Work to be completed> Exactly reproduce the lines from the line that has "Indicate every instance of the arched" down to the last line of the entries, inclusive.

Stored data>
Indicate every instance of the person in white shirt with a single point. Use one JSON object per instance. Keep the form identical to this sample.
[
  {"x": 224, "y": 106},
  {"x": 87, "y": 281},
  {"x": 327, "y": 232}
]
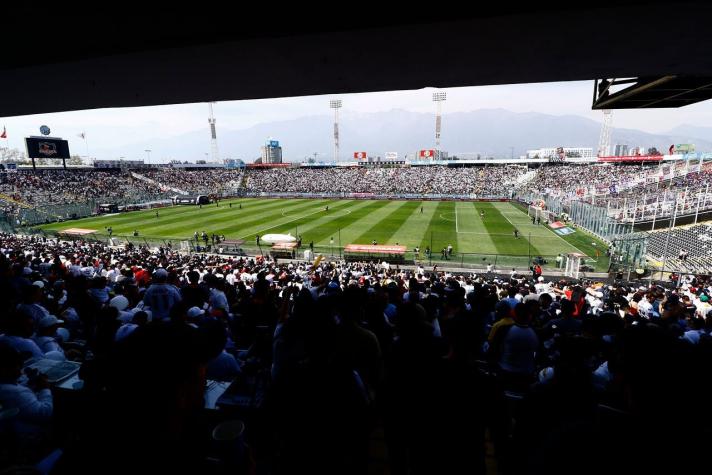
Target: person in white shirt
[
  {"x": 34, "y": 403},
  {"x": 18, "y": 336},
  {"x": 541, "y": 286},
  {"x": 46, "y": 335}
]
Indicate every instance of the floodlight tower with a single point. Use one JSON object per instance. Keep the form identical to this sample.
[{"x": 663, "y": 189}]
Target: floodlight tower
[
  {"x": 438, "y": 99},
  {"x": 604, "y": 141},
  {"x": 213, "y": 135},
  {"x": 336, "y": 105}
]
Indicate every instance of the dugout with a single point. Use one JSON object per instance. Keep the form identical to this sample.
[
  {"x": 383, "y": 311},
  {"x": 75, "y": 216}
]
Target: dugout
[
  {"x": 191, "y": 200},
  {"x": 371, "y": 253},
  {"x": 108, "y": 208},
  {"x": 285, "y": 250}
]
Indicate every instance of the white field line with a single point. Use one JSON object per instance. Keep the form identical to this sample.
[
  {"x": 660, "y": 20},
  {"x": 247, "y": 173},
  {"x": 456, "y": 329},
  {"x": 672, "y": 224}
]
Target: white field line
[
  {"x": 260, "y": 231},
  {"x": 545, "y": 226}
]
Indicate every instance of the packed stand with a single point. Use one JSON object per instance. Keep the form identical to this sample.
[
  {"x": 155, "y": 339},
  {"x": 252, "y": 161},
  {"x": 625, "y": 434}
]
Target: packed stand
[
  {"x": 480, "y": 181},
  {"x": 207, "y": 181},
  {"x": 554, "y": 374},
  {"x": 51, "y": 187}
]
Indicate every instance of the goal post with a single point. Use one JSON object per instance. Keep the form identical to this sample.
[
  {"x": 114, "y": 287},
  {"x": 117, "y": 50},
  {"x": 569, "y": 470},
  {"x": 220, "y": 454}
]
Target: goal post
[{"x": 538, "y": 211}]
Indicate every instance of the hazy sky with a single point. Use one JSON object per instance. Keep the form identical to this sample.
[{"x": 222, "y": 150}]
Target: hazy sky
[{"x": 133, "y": 125}]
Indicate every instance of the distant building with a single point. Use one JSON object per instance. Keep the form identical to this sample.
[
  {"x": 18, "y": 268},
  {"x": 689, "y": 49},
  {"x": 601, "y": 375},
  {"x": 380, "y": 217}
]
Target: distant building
[
  {"x": 119, "y": 164},
  {"x": 621, "y": 150},
  {"x": 271, "y": 152},
  {"x": 553, "y": 152}
]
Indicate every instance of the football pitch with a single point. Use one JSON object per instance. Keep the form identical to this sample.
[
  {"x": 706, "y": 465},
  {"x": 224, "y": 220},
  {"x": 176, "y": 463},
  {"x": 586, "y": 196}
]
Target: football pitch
[{"x": 434, "y": 224}]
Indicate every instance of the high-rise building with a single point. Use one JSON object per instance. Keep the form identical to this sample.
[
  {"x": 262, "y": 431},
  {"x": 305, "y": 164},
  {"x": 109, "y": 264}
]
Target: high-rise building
[{"x": 271, "y": 152}]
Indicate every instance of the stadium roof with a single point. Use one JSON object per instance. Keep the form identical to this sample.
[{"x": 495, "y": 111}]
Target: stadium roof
[
  {"x": 659, "y": 92},
  {"x": 55, "y": 59}
]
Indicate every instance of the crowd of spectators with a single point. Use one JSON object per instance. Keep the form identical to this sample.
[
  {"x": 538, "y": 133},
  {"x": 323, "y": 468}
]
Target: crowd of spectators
[
  {"x": 207, "y": 181},
  {"x": 554, "y": 374},
  {"x": 479, "y": 181},
  {"x": 47, "y": 187}
]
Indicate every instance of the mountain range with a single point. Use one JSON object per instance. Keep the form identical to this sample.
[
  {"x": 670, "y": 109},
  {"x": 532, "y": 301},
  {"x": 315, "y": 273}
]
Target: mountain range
[{"x": 488, "y": 132}]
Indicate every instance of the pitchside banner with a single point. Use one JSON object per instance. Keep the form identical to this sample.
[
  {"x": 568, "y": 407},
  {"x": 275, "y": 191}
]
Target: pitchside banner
[{"x": 41, "y": 147}]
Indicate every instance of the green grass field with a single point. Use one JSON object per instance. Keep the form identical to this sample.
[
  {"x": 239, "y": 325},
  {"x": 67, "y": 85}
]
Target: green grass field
[{"x": 475, "y": 240}]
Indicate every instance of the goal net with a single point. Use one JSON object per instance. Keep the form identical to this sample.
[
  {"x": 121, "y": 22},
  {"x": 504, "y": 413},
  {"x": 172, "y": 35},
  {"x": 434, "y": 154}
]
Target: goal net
[{"x": 537, "y": 211}]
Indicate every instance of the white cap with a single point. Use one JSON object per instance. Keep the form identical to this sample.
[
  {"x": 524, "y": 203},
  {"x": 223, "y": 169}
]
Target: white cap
[
  {"x": 195, "y": 312},
  {"x": 49, "y": 320},
  {"x": 119, "y": 302}
]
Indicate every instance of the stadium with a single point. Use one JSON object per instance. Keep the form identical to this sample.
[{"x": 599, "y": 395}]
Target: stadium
[{"x": 440, "y": 309}]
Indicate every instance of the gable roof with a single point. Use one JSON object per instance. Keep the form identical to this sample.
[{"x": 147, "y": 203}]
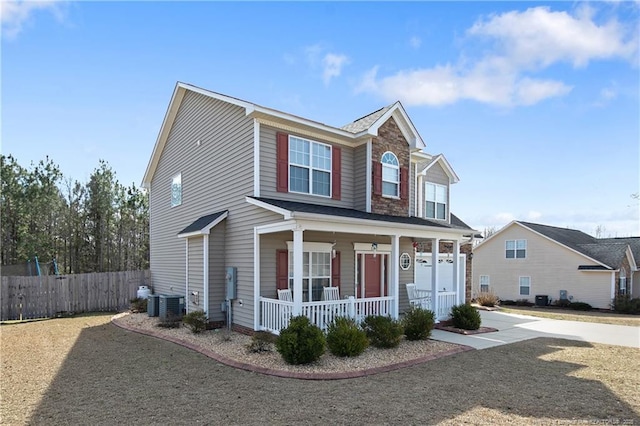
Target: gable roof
[
  {"x": 295, "y": 206},
  {"x": 203, "y": 225},
  {"x": 608, "y": 252},
  {"x": 361, "y": 128},
  {"x": 440, "y": 159}
]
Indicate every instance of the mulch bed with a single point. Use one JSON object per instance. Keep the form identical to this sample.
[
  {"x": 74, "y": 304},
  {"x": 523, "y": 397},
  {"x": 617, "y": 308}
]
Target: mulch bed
[{"x": 447, "y": 326}]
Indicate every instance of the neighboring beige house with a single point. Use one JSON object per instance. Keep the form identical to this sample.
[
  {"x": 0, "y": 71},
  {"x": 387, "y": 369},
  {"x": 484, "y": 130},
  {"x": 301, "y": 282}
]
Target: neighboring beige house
[
  {"x": 524, "y": 260},
  {"x": 240, "y": 192}
]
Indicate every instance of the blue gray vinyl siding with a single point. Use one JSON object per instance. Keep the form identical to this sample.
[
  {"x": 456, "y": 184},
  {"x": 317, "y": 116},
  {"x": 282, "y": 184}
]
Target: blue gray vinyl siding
[
  {"x": 268, "y": 173},
  {"x": 360, "y": 177},
  {"x": 217, "y": 174}
]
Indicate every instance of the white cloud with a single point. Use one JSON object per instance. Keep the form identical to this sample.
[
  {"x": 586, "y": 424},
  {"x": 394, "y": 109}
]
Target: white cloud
[
  {"x": 15, "y": 13},
  {"x": 332, "y": 64},
  {"x": 523, "y": 43}
]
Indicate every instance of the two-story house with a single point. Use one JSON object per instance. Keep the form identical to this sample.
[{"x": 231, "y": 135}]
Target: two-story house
[{"x": 274, "y": 201}]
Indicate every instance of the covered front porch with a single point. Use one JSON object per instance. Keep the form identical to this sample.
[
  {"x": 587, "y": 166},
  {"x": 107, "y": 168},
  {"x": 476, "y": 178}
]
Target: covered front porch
[{"x": 367, "y": 262}]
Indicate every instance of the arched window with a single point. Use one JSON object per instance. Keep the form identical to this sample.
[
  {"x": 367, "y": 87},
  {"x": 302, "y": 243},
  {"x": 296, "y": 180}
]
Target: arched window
[{"x": 390, "y": 175}]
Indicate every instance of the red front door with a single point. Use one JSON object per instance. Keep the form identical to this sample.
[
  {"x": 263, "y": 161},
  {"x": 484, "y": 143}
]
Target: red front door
[{"x": 372, "y": 274}]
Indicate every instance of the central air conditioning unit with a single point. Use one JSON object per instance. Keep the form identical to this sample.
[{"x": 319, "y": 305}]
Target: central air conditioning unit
[
  {"x": 153, "y": 305},
  {"x": 173, "y": 304}
]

Result below>
Indicate every instance of the arched window with a single point. Use one JSON object per instance. Keep the form identical to this sample.
[
  {"x": 367, "y": 87},
  {"x": 302, "y": 243},
  {"x": 296, "y": 180}
]
Target: arched window
[{"x": 390, "y": 175}]
Indicate every instance of the red front door with a single point. Use one JSON object per instance. Keep the form identical to this sample.
[
  {"x": 263, "y": 161},
  {"x": 484, "y": 143}
]
Target: red front door
[{"x": 372, "y": 274}]
Indicate every instance of the central air conditioning unit with a single point. Use one JSON object per instance. Keep the form identical to this sample.
[{"x": 319, "y": 305}]
Target: central air conditioning unit
[
  {"x": 153, "y": 305},
  {"x": 173, "y": 304}
]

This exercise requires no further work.